Material for this task:

· · · · ·

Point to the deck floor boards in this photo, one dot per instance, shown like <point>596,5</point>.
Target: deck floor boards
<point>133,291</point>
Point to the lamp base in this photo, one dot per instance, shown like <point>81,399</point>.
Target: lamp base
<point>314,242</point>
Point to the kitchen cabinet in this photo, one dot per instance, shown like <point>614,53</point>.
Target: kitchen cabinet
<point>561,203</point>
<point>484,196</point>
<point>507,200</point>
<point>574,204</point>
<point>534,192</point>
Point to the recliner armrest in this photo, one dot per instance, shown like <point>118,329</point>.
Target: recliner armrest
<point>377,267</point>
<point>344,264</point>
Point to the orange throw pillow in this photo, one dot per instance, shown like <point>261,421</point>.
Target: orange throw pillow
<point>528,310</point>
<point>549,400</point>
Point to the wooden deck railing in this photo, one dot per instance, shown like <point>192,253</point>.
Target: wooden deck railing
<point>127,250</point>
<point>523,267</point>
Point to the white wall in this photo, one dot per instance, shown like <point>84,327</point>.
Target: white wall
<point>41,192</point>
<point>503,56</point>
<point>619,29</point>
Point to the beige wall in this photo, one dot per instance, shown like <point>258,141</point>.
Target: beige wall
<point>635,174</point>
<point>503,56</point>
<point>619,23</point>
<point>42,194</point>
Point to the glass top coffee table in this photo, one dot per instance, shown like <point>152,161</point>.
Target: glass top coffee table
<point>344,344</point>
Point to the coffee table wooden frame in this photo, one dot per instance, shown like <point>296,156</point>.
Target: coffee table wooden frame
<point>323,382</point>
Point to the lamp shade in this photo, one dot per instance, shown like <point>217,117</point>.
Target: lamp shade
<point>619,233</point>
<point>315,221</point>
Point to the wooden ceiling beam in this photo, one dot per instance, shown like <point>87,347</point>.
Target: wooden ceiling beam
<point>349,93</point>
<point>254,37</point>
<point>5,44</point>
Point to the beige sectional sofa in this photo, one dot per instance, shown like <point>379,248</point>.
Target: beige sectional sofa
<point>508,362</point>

· · · · ·

How to complete this task:
Only the lines from the one holding "Target: kitchen cabinet" to the end of the entries above belong in the answer, each copied exactly.

Completed exercise:
Target: kitchen cabinet
<point>561,203</point>
<point>484,196</point>
<point>507,200</point>
<point>574,204</point>
<point>534,192</point>
Point to the recliner armrest in this photo, one dot per instance, shown like <point>118,329</point>.
Target: recliner armrest
<point>377,267</point>
<point>344,264</point>
Point to the orange throw pillow in this photo, one dot per instance, shown like <point>261,421</point>.
Target: orange throw pillow
<point>528,310</point>
<point>549,400</point>
Point to the wooden deck railing in this photo, one dot per instance, shown like <point>192,253</point>.
Target: wooden deck railing
<point>127,250</point>
<point>523,267</point>
Point to the white wall in this photo, one dot per instance, shown like <point>84,327</point>.
Target: white wall
<point>41,192</point>
<point>503,56</point>
<point>619,29</point>
Point to the beige wall in this photo, one dot per instance, shown like <point>258,141</point>.
Target: beige wall
<point>635,174</point>
<point>503,56</point>
<point>619,23</point>
<point>42,194</point>
Point to the glass top coffee table in this photo, one dot per instance, shown like <point>152,161</point>.
Target: glass top coffee table
<point>344,344</point>
Point to the coffee table wooden frame in this photo, one dot per instance, shown like <point>296,156</point>.
Target: coffee table wooden frame
<point>323,382</point>
Point to the lamp shade in this photo, one dot per instance, shown like <point>217,117</point>.
Target: lamp shade
<point>619,233</point>
<point>315,221</point>
Point to the wooden ceiling beam in this photo, one dot per instance, shown like <point>87,347</point>.
Target: wooden ceiling beam
<point>349,93</point>
<point>254,37</point>
<point>5,44</point>
Point to the beige sectional sofa in this photo, one dot per instance, shown like <point>379,248</point>.
Target: beige sectional sofa
<point>508,362</point>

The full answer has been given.